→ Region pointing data
%%

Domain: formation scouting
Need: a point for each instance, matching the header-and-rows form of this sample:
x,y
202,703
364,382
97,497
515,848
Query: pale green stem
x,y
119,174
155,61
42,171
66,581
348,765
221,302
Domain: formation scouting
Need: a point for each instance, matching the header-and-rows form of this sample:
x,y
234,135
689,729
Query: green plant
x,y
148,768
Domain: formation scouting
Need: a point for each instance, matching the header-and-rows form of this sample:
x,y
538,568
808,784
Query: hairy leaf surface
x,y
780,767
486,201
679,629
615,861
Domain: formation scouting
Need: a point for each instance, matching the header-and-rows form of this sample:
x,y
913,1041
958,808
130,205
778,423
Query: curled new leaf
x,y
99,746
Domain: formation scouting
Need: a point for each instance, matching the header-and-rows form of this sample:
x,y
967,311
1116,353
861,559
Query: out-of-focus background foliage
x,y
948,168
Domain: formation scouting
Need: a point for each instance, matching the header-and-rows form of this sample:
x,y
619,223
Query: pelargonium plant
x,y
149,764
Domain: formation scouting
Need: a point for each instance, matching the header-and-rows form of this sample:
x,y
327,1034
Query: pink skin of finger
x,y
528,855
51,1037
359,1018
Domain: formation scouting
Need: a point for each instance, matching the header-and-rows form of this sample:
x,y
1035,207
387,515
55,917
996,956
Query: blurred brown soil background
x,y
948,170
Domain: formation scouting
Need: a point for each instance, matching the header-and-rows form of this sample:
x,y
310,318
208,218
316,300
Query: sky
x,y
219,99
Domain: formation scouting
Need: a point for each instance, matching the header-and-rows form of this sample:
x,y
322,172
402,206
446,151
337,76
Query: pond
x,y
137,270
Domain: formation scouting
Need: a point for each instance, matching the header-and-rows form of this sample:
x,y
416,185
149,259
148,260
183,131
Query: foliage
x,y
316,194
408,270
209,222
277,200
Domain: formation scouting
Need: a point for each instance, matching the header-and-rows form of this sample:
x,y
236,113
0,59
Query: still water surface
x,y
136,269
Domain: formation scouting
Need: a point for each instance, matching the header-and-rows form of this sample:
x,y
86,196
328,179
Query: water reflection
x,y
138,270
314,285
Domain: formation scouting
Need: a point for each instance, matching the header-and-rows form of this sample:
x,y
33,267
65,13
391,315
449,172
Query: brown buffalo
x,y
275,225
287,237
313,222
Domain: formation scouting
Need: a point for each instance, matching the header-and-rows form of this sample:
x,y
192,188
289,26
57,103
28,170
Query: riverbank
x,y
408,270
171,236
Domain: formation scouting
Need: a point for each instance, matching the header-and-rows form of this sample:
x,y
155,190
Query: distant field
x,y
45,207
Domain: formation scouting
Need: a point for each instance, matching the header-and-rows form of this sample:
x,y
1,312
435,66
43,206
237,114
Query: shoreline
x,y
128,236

%%

→ TASK TO CARRY OUT
Transcribe the entries above, every line exactly as it reads.

→ REPLY
Domain: formation scouting
Need: a point for each instance, matching the header-and-rows form of this sample:
x,y
202,703
364,382
97,497
515,848
Query: pale green stem
x,y
119,174
155,61
42,171
66,581
348,765
221,302
Domain: formation scouting
Need: a point for each instance, matching the header-and-rows form of this sample:
x,y
234,135
689,729
Query: green plant
x,y
148,768
Domain: formation scouting
Need: a point for each instance, matching the header-and-rows form of this sample:
x,y
538,568
808,784
Query: hairy leaf surface
x,y
780,767
486,201
679,629
615,861
Domain: formation scouting
Need: a point for each instance, matching the header-and-rows form of this sample:
x,y
913,1041
958,808
130,205
778,423
Query: curled new leaf
x,y
99,746
Domain: formation scouting
Need: a point for each instance, matching the header-and-rows form of this sample:
x,y
967,311
1116,353
861,559
Query: out-of-focus background foliage
x,y
948,168
Domain: formation scouting
Need: a point for each instance, matching the header-and-rows form of this sample:
x,y
619,223
Query: pelargonium plant
x,y
149,764
Domain: formation scouting
Need: a point for each instance, matching the header-and-rows form of this sample:
x,y
327,1034
Query: pink skin of finger
x,y
528,855
51,1037
359,1018
Domain: formation scouting
Need: a point for each instance, matching the header-and-rows form of this sample:
x,y
1035,207
387,515
55,917
996,956
Query: blurred brown soil background
x,y
948,170
Domain: formation scouting
Need: a point for each instance, matching the header-and-rows form of this sample:
x,y
310,318
208,218
316,300
Query: sky
x,y
219,99
Domain: formation scouting
Need: a point for each instance, matching the header-and-rows form of this sample:
x,y
322,172
402,206
446,151
337,76
Query: pond
x,y
137,270
Domain: formation scouting
Need: a point for each instance, matching the header-and-rows form of this sample:
x,y
416,185
149,259
148,260
183,131
Query: foliage
x,y
316,194
408,270
209,222
277,200
Domain: formation scouting
Need: a point for each instance, matching the header-and-rows form of this sample:
x,y
236,113
0,59
Query: still water surface
x,y
136,269
Domain: formation scouting
Need: a point for each instance, matching the header-and-rows form of this sample:
x,y
86,196
328,179
Query: water reflection
x,y
138,270
314,285
Domain: formation scouting
Need: a point for each instance, matching the header-and-rows form of this sample:
x,y
33,267
65,13
391,315
449,172
Query: brown buffalo
x,y
275,225
287,237
313,222
Domain: formation scouting
Need: a point for each instance, matching the header-and-rows form of this sample:
x,y
192,188
289,26
57,103
28,170
Query: riverbank
x,y
408,270
171,236
Domain: formation scouting
Need: a point for each instance, matching the header-and-rows form of this sample:
x,y
155,190
Query: distant field
x,y
45,207
Domain: formation scouting
Need: a point for each instance, matching the header-and-rows form of this sample:
x,y
1,312
435,66
43,206
237,114
Query: shoreline
x,y
128,236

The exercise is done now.